# Work request
Pick up the news article below about the UN appeal for Mozambique's post-cyclone recovery where it ends, and continue it with the next few paragraphs.

# Text for analysis
━━━━━━━━━━
UN chief appeals for more donor support for post-cyclone recovery in Mozambique


The United Nations Secretary General Antonio Guterres has called on donors to boost their support for the recovery efforts of Mozambique following back-to-back cyclone tragedies earlier this year.

Cyclone Idai made landfall in March, killing over 600 people and destroying nearly 240,000 homes.

As the country was still recovering from the effects of Idai, Cyclone Kenneth hit again, causing more deaths and destruction.

UNDP said the post cyclone reconstruction will focus on restoring productivity, social services, and infrastructure in Sofala, Manica, Tete, Zambezia, Inhambane, Nampula and Cabo Delgado provinces.

While addressing a donors conference in the Mozambican city of Beira, Guterres said he was certain he shared with all a deep sense of distress at the loss of life, the devastation and the suffering caused by the deadly cyclones.

He reiterated his condolences and deep solidarity with the Government and the people of Mozambique, especially the communities most affected by these natural disasters.

“I would also like to express my sincere appreciation to all those who have contributed – and continue to do so – to alleviate the suffering of the people who have been deprived of their goods, houses, infrastructure and livelihoods,” said Guterres, noting that the UN and its humanitarian partners had been on the ground since the start of the crisis.
━━━━━━━━━━
# Record extracts
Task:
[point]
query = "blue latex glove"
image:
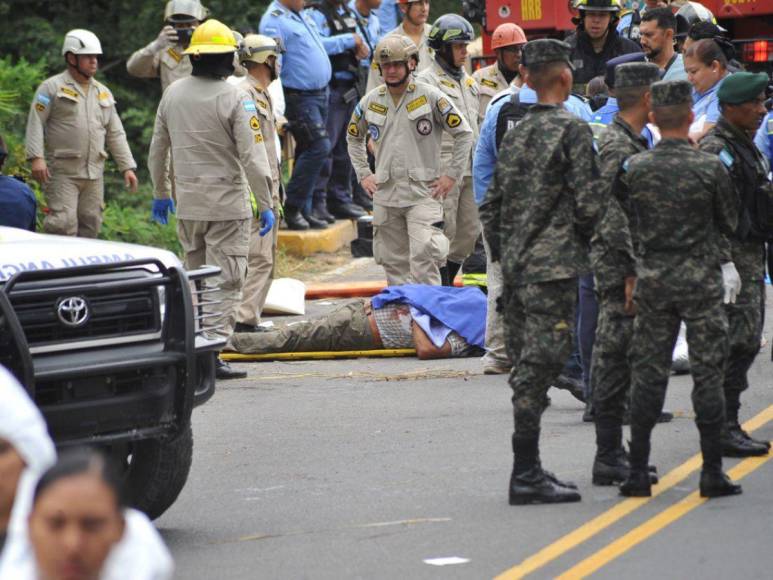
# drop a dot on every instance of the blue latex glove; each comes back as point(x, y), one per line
point(266, 221)
point(161, 209)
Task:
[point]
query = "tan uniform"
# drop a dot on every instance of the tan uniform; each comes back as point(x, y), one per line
point(490, 82)
point(426, 57)
point(260, 261)
point(70, 125)
point(460, 214)
point(407, 137)
point(214, 134)
point(168, 64)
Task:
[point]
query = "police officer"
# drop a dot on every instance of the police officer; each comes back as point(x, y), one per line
point(405, 121)
point(164, 57)
point(683, 204)
point(260, 56)
point(507, 43)
point(71, 121)
point(538, 216)
point(414, 26)
point(742, 103)
point(332, 198)
point(613, 265)
point(449, 37)
point(305, 73)
point(596, 40)
point(219, 161)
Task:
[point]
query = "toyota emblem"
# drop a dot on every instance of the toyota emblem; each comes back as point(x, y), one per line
point(73, 312)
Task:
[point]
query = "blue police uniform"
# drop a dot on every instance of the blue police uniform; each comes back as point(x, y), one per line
point(305, 72)
point(764, 138)
point(388, 15)
point(17, 204)
point(486, 153)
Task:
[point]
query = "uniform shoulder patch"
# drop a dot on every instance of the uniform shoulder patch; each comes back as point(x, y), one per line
point(726, 158)
point(416, 103)
point(377, 108)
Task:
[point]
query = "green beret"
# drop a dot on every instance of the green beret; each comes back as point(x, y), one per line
point(544, 50)
point(741, 87)
point(670, 93)
point(636, 74)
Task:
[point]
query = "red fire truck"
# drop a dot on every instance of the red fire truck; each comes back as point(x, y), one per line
point(749, 23)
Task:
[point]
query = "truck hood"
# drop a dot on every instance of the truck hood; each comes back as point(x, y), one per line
point(21, 251)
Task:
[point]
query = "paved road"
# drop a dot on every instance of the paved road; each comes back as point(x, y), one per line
point(368, 468)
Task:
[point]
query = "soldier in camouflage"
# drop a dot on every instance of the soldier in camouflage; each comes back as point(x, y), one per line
point(683, 205)
point(538, 216)
point(613, 266)
point(741, 100)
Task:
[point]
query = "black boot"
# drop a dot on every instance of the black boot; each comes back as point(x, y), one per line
point(528, 482)
point(714, 483)
point(294, 219)
point(224, 371)
point(638, 483)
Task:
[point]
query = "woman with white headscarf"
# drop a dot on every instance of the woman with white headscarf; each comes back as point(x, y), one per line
point(140, 554)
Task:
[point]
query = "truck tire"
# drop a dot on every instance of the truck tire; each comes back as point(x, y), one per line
point(156, 472)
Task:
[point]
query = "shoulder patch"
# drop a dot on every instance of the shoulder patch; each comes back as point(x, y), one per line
point(377, 108)
point(726, 158)
point(416, 103)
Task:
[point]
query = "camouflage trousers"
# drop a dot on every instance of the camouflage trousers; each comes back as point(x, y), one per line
point(610, 368)
point(745, 332)
point(656, 327)
point(539, 328)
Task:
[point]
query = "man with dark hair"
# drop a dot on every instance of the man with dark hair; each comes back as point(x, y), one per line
point(596, 40)
point(538, 216)
point(742, 104)
point(657, 31)
point(17, 201)
point(683, 204)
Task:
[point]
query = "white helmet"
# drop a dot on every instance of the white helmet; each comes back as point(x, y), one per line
point(80, 41)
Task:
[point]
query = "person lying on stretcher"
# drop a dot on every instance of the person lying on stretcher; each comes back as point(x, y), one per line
point(438, 321)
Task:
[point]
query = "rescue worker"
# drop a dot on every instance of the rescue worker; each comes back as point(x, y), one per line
point(332, 197)
point(71, 122)
point(742, 104)
point(260, 56)
point(683, 203)
point(219, 161)
point(507, 43)
point(596, 40)
point(538, 216)
point(449, 37)
point(405, 122)
point(414, 26)
point(164, 58)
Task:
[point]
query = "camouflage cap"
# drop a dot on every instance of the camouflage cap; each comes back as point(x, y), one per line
point(636, 74)
point(544, 50)
point(742, 87)
point(669, 93)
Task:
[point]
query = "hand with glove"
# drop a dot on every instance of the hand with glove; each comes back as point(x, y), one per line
point(161, 209)
point(267, 221)
point(731, 282)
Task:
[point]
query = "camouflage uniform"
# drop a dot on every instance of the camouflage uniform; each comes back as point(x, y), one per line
point(745, 315)
point(683, 201)
point(538, 216)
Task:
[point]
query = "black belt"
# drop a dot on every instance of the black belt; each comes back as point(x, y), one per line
point(314, 92)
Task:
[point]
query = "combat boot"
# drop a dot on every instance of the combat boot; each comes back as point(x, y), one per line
point(529, 484)
point(714, 483)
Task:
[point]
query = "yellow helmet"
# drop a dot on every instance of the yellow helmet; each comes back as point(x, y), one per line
point(212, 37)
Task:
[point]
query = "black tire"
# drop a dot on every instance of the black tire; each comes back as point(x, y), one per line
point(156, 472)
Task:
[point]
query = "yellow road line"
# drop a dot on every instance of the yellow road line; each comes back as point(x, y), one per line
point(617, 512)
point(652, 526)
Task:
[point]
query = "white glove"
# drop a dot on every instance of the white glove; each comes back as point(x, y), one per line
point(167, 37)
point(731, 282)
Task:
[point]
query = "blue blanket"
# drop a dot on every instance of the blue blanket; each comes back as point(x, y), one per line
point(460, 309)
━━━━━━━━━━
# Output for this task
Guterres stressed that while the U.N. Central Emergency Response Fund (CERF) allocated $24 million to Mozambique, it was necessary to recognize that to face the scale of the disaster, large additional resources are needed.

“The means at our disposal are not at all enough. We face enormous challenges: people’s basic needs remain unmet; the risk of disease outbreaks is evident; and the negative impact on food security due to the loss of crops will be very significant,” he said in his message.

He also noted that in order to strengthen the response to the tragedy, the UN had launched an emergency humanitarian appeal of $282 million, which remained deeply underfunded.

Some 700 participants from international organizations, development partners, private sector and civil society organizations participated in the two-day donor conference that was graced by Mozambican President Filipe Nyusi and several senior ministers.